## BLOC DE TEXTE:
Il faut aussi relever "que la consommation de papier augmente au même rythme que les TIC, et plus rapidement que le PIB" (Florence Rodhain) :
S'il existe bien des effets de "subsitution" (un document électronique qui se substitue au document papier comme dans le cas des impôts), ceux-ci, nous explique une chercheuse en écologie industrielle sont marginaux par rapport aux possibilités d'impression accrues par les TIC. Ainsi, Internet offre des possibilités d'accès à des documents comme jamais auparavant, et la tentation est grande d'en imprimer certains, d'autant plus que les innovations technologiques encouragent ce phénomène (imprimantes toujours moins onéreuses et plus performantes, permettant d'imprimer toujours plus rapidement et facilement).
Cette tentation peut être très présente dans le cas d'un travail en groupe où la collaboration est facilitée par le partage de documents numériques.
Le dossier La face cachée du numérique publié par l'ADEME (agence de la transition écologique) en janvier 2021 donne des conseils pour réduire l'impact du numérique sur l'environnement :
- Garder plus longtemps ses équipements
- S’équiper léger
- Limiter les consommations d'énergie
- Optimiser les impressions :
⇒ Imprimez seulement ce qui est utile et quand c’est nécessaire
⇒ Paramétrez l’imprimante : noir et blanc, brouillon, recto-verso, 2 pages par face…
⇒ Utilisez comme brouillon le papier imprimé sur une seule face. Évitez d’imprimer des documents gourmands en encre (aplats de couleur…)

## CONSIGNES DE L'EXERCICE:
(a) Dans le texte sur l'impact du numérique, remplacez "équipements" par "appareils" et recopiez le passage allant de "Cette tentation peut" jusqu'à "(aplats de couleur…)" inclus.
(b) Résumez le texte sur l'impact du numérique en deux phrases.
(c) Poursuivez le texte sur l'impact du numérique à partir de sa dernière phrase.

## DONNÉES SOURCES:
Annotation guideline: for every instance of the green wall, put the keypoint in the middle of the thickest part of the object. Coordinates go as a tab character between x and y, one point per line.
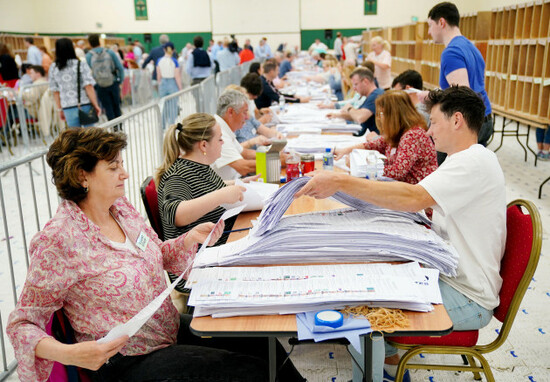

## RÉPONSES AUX CONSIGNES:
(a)
Cette tentation peut être très présente dans le cas d'un travail en groupe où la collaboration est facilitée par le partage de documents numériques.
Le dossier La face cachée du numérique publié par l'ADEME (agence de la transition écologique) en janvier 2021 donne des conseils pour réduire l'impact du numérique sur l'environnement :
- Garder plus longtemps ses appareils
- S’équiper léger
- Limiter les consommations d'énergie
- Optimiser les impressions :
⇒ Imprimez seulement ce qui est utile et quand c’est nécessaire
⇒ Paramétrez l’imprimante : noir et blanc, brouillon, recto-verso, 2 pages par face…
⇒ Utilisez comme brouillon le papier imprimé sur une seule face. Évitez d’imprimer des documents gourmands en encre (aplats de couleur…)

(b) La consommation de papier augmente au même rythme que les TIC, et les effets de substitution restent marginaux par rapport aux possibilités d'impression accrues par ces technologies. Le dossier de l'ADEME publié en janvier 2021 conseille de garder plus longtemps ses équipements, de s'équiper léger, de limiter les consommations d'énergie et d'optimiser les impressions.

(c)
⇒ Et quand vous imprimez, fiez-vous aux labels suivants pour le papier : l'Écolabel Européen, l'Écolabel Nordique, l'Ange Bleu ou FSC. Pour les cartouches d'encre, privilégiez l'Écolabel Nordique et l'Ange Bleu.
- Recycler
- Alléger ses mails :
⇒ Ciblez les destinataires, nettoyez vos listes de diffusion et supprimez les pièces jointes d'un message auquel vous répondez
⇒ Optimisez la taille des fichiers que vous transmettez
- Recherche web : aller au plus court
- Le stockage des données :
⇒ Ne conservez que ce qui vous est utile
⇒ Stockez et utilisez le maximum de données localement
⇒ Stockez uniquement le nécessaire sur le Cloud.
Vous pouvez également prendre connaissance du dossier de presse de cette même agence, Numérique responsable : et si nous adoptions les bons réflexes ?, 2022, qui revient aussi sur l’empreinte environnementale du numérique en France, les leviers d’actions et les bonnes pratiques pour le réduire.
Pour aller plus loin sur la question du numérique et l'écologie :
L'enfer numérique [Livre] : voyage au bout d'un like / Guillaume Pitron, 2021
Réparer le futur [Livre] : du numérique à l'écologie / Inès Leonarduzzi, 2021
L'impératif de la sobriété numérique [Livre] : l'enjeu des modes de vie / Fabrice Flipo, 2020
Pour une écologie numérique [Livre] / Éric Vidalenc, 2019
Bonne journée.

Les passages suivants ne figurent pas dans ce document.